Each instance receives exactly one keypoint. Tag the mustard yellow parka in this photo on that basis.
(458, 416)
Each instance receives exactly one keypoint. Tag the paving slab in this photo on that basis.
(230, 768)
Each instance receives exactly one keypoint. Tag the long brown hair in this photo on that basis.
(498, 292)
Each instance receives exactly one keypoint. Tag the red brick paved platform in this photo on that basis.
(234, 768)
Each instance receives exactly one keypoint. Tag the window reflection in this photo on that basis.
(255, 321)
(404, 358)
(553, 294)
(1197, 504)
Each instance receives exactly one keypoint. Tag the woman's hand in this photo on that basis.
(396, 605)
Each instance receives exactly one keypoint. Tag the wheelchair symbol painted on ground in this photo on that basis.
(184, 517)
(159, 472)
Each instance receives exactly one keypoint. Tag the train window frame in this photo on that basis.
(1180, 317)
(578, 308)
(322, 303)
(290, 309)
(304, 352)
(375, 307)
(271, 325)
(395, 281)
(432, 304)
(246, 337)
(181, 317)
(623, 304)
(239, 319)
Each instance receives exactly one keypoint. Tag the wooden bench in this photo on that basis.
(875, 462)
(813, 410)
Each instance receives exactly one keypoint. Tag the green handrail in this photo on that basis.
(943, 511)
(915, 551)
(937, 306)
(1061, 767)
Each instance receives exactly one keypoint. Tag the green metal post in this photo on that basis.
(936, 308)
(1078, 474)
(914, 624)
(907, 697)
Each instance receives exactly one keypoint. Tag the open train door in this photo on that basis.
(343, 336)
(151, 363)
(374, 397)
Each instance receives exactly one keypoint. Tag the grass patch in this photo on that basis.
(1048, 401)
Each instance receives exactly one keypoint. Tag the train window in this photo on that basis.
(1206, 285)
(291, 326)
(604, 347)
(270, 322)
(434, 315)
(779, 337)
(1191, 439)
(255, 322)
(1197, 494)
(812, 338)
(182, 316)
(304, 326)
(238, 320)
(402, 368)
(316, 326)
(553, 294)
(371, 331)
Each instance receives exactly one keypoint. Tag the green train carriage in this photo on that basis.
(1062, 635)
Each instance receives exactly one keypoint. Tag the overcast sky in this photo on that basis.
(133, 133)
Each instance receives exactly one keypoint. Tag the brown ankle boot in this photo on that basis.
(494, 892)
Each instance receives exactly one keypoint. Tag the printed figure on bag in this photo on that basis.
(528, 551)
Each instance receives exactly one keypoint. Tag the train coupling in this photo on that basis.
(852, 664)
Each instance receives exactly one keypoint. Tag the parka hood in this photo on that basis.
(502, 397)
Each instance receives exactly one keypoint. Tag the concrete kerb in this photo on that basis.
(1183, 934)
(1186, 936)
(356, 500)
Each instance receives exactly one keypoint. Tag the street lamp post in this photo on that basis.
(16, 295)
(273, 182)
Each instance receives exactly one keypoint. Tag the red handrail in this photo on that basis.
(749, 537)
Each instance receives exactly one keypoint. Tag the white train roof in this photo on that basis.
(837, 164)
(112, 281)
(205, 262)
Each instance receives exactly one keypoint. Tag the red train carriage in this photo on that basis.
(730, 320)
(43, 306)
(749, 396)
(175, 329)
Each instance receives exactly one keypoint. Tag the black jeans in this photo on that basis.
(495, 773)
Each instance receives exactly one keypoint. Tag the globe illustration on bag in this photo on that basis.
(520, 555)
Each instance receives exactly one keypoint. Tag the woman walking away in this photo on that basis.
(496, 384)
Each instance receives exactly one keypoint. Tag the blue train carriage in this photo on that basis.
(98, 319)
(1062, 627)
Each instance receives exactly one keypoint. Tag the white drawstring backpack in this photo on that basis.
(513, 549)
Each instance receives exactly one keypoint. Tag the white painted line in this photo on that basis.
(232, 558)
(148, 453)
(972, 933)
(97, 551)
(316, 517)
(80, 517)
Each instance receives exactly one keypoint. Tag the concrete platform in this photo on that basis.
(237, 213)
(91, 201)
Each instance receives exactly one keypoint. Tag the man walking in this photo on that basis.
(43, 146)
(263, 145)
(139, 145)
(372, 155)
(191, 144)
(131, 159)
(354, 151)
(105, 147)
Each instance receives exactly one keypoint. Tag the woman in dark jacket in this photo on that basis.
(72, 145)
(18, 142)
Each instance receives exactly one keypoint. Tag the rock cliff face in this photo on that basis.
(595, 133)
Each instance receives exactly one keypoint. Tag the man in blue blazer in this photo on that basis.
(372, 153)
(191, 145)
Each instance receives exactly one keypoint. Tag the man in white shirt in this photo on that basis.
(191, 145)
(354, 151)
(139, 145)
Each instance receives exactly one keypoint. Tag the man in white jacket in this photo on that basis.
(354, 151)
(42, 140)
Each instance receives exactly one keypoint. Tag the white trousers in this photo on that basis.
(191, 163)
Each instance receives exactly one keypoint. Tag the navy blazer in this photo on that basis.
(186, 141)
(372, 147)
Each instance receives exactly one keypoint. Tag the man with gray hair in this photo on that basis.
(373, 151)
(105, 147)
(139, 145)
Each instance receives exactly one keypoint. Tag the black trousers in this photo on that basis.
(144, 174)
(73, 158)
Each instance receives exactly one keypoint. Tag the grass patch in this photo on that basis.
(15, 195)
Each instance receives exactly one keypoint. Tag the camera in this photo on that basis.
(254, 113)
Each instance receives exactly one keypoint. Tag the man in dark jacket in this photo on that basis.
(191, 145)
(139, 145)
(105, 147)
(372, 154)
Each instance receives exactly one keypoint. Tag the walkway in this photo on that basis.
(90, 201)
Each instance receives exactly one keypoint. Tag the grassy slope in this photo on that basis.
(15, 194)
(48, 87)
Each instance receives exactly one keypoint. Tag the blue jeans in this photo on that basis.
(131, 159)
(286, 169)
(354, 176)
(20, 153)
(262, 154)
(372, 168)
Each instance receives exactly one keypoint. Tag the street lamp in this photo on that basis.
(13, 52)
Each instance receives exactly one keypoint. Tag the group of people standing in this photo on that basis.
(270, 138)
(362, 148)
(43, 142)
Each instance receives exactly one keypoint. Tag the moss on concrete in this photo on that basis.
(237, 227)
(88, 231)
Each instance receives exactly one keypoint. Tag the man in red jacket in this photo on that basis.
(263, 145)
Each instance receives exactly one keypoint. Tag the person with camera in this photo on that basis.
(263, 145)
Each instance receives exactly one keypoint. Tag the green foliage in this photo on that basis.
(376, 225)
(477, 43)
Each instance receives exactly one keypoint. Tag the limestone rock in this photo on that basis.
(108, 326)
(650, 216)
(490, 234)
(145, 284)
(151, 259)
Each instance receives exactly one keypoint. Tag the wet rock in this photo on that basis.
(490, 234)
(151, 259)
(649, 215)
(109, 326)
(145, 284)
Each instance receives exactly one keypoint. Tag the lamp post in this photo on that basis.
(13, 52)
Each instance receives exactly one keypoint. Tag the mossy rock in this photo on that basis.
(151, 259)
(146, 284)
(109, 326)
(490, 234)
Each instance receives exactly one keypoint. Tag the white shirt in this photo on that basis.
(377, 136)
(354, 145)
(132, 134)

--*--

> [DIRECTIONS FOR THIS TASK]: Each line of the data must be returned exactly.

> [EXERCISE ANSWER]:
Each instance receives exactly one keypoint. Tag the mustard yellow parka in this photo on that basis.
(458, 416)
Each instance receives exactly one keypoint. Tag the paving slab in this photo on that basis.
(230, 768)
Each instance receives exactly one keypoint. Tag the long brown hair in this photo on that basis.
(498, 292)
Each instance receives exactly one keypoint. Tag the red brick paved platform in this photo on that basis.
(234, 768)
Each instance receives exactly one keypoint. Tag the window reflection in this photo on that basis.
(255, 321)
(404, 358)
(553, 294)
(1197, 504)
Each instance receives exactly one keypoint. Tag the woman's hand in this photo on that basis.
(396, 605)
Each instance receives exactly one keypoint. Tag the wheelchair symbol painted on ground in this photo on that basis.
(184, 517)
(159, 472)
Each instance receives exactly one keypoint. Tag the train window frame in this photo on that basis.
(1180, 317)
(578, 308)
(322, 303)
(290, 309)
(304, 352)
(375, 307)
(271, 325)
(395, 281)
(432, 304)
(246, 337)
(181, 317)
(623, 304)
(239, 319)
Each instance receives exactly one keypoint. Tag the wooden bench in this photo on that basis.
(875, 462)
(813, 410)
Each instance receives exactly one keypoint. Tag the green handrail in this photo on that basis.
(943, 511)
(915, 551)
(937, 306)
(1061, 767)
Each instance receives exactly one keypoint. Tag the green metal post in this photo on that basis.
(936, 308)
(1078, 474)
(914, 624)
(907, 697)
Each instance receives exactly one keypoint. Tag the open train door in this photo on that basis.
(343, 336)
(151, 363)
(374, 397)
Each instance receives exactly one keypoint. Tag the grass patch in this photo on that basis.
(1048, 401)
Each instance receives exactly one keypoint. Tag the train window in this photo on that basis.
(1206, 285)
(291, 326)
(604, 347)
(270, 322)
(434, 315)
(779, 337)
(1191, 439)
(255, 322)
(1197, 494)
(812, 338)
(182, 316)
(304, 326)
(238, 320)
(402, 368)
(316, 326)
(553, 294)
(371, 331)
Each instance receives exactly one keypoint. Tag the green train carriage in this photo on that basis.
(1062, 635)
Each instance receives exactly one keypoint. Tag the overcast sky in this photo on that basis.
(133, 133)
Each instance receives exactly one keypoint. Tag the brown ankle boot in this photo on that basis.
(494, 892)
Each instance receives exactly one keypoint. Tag the printed figure on bag in this photo on that basis.
(528, 551)
Each instance receives exactly one keypoint. Tag the train coupling in this photo on that basis.
(852, 664)
Each instance receives exactly one keypoint. Tag the parka hood in this photo on that basis.
(502, 397)
Each instance receives exactly one keypoint. Tag the concrete kerb in this photo on that basis.
(1183, 934)
(1186, 936)
(356, 500)
Each instance receives exactly one keypoint. Tag the street lamp post in this photo on that basis.
(16, 295)
(273, 182)
Each instance receives exactly one keypoint. Tag the red handrail in this photo on that basis.
(749, 537)
Each instance receives exactly one keypoint. Tag the white train roof in this photo on that basis.
(837, 164)
(112, 281)
(205, 262)
Each instance receives exactly one keypoint. Tag the red train carriage in this photo on that basis.
(730, 320)
(43, 306)
(749, 396)
(175, 329)
Each instance receives exactly one keypoint. Tag the black jeans in this photo on that basis.
(495, 773)
Each instance receives exactly one keypoint. Tag the globe illustration on bag in this photo on that basis.
(520, 555)
Each instance receives exactly one keypoint. Tag the woman walking away in this photo on that basis.
(496, 384)
Each instance receives exactly one keypoint. Tag the blue train carriage in this photo on that basis.
(98, 319)
(1062, 627)
Each instance receives exactly one keypoint. Tag the white drawstring backpack in this photo on that basis.
(513, 549)
Each instance receives exactly one keypoint. Tag the white painted line in this photo on that basis.
(232, 558)
(148, 453)
(972, 933)
(97, 551)
(316, 517)
(80, 517)
Each instance receives exactly one keypoint. Tag the concrete platform in this photo on that basis.
(237, 213)
(91, 201)
Each instance receives exactly one keypoint. Tag the man walking in this photo on that basis.
(43, 146)
(263, 145)
(139, 145)
(372, 155)
(191, 144)
(131, 159)
(354, 151)
(105, 147)
Each instance receives exactly one keypoint. Tag the woman in dark jacket in this photo on that basis.
(72, 145)
(18, 142)
Each instance receives exactly one keypoint. Tag the rock cliff face in this photo on that basis.
(595, 133)
Each instance receives exactly one keypoint. Tag the man in blue blazer in this photo on that basis.
(372, 153)
(191, 145)
Each instance receives exactly one keypoint. Tag the man in white shirt in this photo on that basis.
(191, 145)
(354, 151)
(139, 145)
Each instance receives exactly one keypoint. Tag the man in white jacket in this photo on that basis.
(354, 151)
(42, 140)
Each instance receives exactly one keypoint. Tag the white trousers in this photo on that basis.
(191, 163)
Each instance receives exactly one keypoint. Tag the navy blazer in this photo on that basis.
(186, 141)
(372, 147)
Each instance receives exactly one keypoint. Tag the man with gray hair in this photo on that basis.
(373, 151)
(105, 147)
(139, 145)
Each instance receives exactly one keypoint. Tag the black trousers in this photo on that basis.
(144, 174)
(73, 158)
Each instance receives exactly one keypoint. Tag the grass patch in this photo on that basis.
(15, 195)
Each instance receives exactly one keypoint. Tag the camera in this photo on that basis.
(254, 113)
Each instance receives exactly one keypoint. Tag the man in dark jacket in this photo on that basis.
(191, 145)
(139, 145)
(105, 147)
(372, 154)
Each instance receives exactly one keypoint. Tag the walkway in this photo on that basis.
(90, 201)
Each instance receives exactly one keypoint. Tag the grassy slope in this photo on that basis.
(15, 194)
(48, 87)
Each instance receives exactly one keypoint. Tag the blue jeans in this photo on that basis.
(131, 159)
(286, 169)
(354, 176)
(20, 153)
(262, 154)
(372, 168)
Each instance receives exactly one keypoint. Tag the street lamp in this photo on that basis.
(13, 52)
Each instance receives exactly one keypoint. Tag the group of people standing in this photo on that basis.
(270, 138)
(362, 148)
(43, 142)
Each instance receives exactly one keypoint. Tag the moss on concrete in this photo on that basis.
(237, 227)
(88, 231)
Each instance receives exactly one keypoint. Tag the man in red jacket in this photo on that basis.
(263, 145)
Each instance receives exactly one keypoint. Tag the person with camera in this photo on that basis.
(263, 145)
Each instance receives exactly one keypoint. Tag the green foliage in this photo on that basis.
(376, 225)
(477, 43)
Each instance receives exactly one keypoint. Tag the limestone rock in this photo on that basis.
(108, 326)
(650, 216)
(490, 234)
(145, 284)
(151, 259)
Each instance receives exactly one keypoint. Tag the wet rock in this photo on that basis.
(490, 234)
(151, 259)
(649, 215)
(109, 326)
(145, 284)
Each instance receives exactly one keypoint. Tag the lamp post in this photo on that basis.
(13, 52)
Each instance receives exactly one keypoint. Tag the mossy rock in this photo on that basis.
(151, 259)
(146, 284)
(109, 326)
(490, 234)
Each instance receives exactly one keypoint. Tag the white shirt in this photo on that basis.
(377, 136)
(354, 145)
(132, 134)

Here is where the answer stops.